## Given request:
Rewrite the data below, changing every "coordinates" to "location" and leaving all other text untouched.

------------------------------

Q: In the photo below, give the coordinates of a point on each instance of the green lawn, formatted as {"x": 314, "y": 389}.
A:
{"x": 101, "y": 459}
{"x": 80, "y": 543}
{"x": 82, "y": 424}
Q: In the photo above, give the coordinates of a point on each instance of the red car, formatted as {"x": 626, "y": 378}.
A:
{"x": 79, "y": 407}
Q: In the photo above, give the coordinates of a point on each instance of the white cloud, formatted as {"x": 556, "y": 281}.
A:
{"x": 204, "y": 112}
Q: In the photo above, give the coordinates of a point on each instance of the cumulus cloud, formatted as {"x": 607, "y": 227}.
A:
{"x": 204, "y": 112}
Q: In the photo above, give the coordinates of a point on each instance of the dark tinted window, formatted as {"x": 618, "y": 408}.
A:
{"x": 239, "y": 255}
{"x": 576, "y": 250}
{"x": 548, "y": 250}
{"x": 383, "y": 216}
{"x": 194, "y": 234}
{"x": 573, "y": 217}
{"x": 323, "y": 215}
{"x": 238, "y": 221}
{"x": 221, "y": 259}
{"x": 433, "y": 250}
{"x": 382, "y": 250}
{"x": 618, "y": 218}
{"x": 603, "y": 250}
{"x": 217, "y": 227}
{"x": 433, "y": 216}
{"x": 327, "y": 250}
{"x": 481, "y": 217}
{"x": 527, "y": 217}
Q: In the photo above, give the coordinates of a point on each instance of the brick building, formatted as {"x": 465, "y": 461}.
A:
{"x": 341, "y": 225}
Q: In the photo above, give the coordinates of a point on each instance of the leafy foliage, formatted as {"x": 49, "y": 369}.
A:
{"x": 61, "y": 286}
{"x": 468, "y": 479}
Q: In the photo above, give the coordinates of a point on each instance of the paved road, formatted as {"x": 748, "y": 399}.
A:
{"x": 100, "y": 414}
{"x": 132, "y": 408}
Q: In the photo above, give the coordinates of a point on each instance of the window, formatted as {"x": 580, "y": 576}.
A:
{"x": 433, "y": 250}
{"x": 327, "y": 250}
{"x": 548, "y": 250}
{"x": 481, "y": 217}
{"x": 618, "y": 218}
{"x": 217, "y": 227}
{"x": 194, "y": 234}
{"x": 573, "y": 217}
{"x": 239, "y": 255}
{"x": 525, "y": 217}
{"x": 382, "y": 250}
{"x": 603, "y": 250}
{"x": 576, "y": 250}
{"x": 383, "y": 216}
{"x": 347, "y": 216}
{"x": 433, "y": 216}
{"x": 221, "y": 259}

------------------------------

## Answer to this problem:
Q: In the photo below, give the location of a point on each instance of the green lawn, formatted as {"x": 314, "y": 389}.
A:
{"x": 101, "y": 459}
{"x": 80, "y": 543}
{"x": 82, "y": 424}
Q: In the photo above, give the location of a point on each instance of the red car, formatted as {"x": 626, "y": 378}.
A:
{"x": 79, "y": 407}
Q: In the photo above, give the location of a point on each instance of the white cloud, formatted as {"x": 556, "y": 281}.
A:
{"x": 204, "y": 112}
Q: In the photo above, give the location of a point on each instance of the cumulus cloud, formatted as {"x": 607, "y": 227}.
A:
{"x": 204, "y": 112}
Q: In the photo above, give the location of a point on each instance of the dark tinted window, formatted as {"x": 618, "y": 408}.
A:
{"x": 239, "y": 255}
{"x": 576, "y": 250}
{"x": 548, "y": 250}
{"x": 383, "y": 216}
{"x": 194, "y": 234}
{"x": 573, "y": 217}
{"x": 323, "y": 215}
{"x": 238, "y": 221}
{"x": 221, "y": 259}
{"x": 433, "y": 250}
{"x": 382, "y": 250}
{"x": 618, "y": 218}
{"x": 603, "y": 250}
{"x": 217, "y": 227}
{"x": 433, "y": 216}
{"x": 327, "y": 250}
{"x": 481, "y": 217}
{"x": 527, "y": 217}
Q: In the photo above, give the location of a point on each instance of the brick building, formatted as {"x": 465, "y": 461}.
A:
{"x": 341, "y": 225}
Q: In the photo above, give the location of a point on each instance of the leafy foliage, formatted as {"x": 49, "y": 369}.
A:
{"x": 61, "y": 286}
{"x": 468, "y": 479}
Q: In the photo above, give the location of a point on each instance of the paved road, formatted as {"x": 748, "y": 399}.
A:
{"x": 100, "y": 414}
{"x": 132, "y": 408}
Q: In the photo above, give the location of a point on each instance of the window, formatted as {"x": 580, "y": 576}.
A:
{"x": 433, "y": 250}
{"x": 327, "y": 250}
{"x": 548, "y": 250}
{"x": 481, "y": 217}
{"x": 618, "y": 218}
{"x": 217, "y": 227}
{"x": 194, "y": 234}
{"x": 573, "y": 217}
{"x": 239, "y": 255}
{"x": 525, "y": 217}
{"x": 382, "y": 250}
{"x": 603, "y": 250}
{"x": 576, "y": 250}
{"x": 383, "y": 216}
{"x": 347, "y": 216}
{"x": 433, "y": 216}
{"x": 221, "y": 259}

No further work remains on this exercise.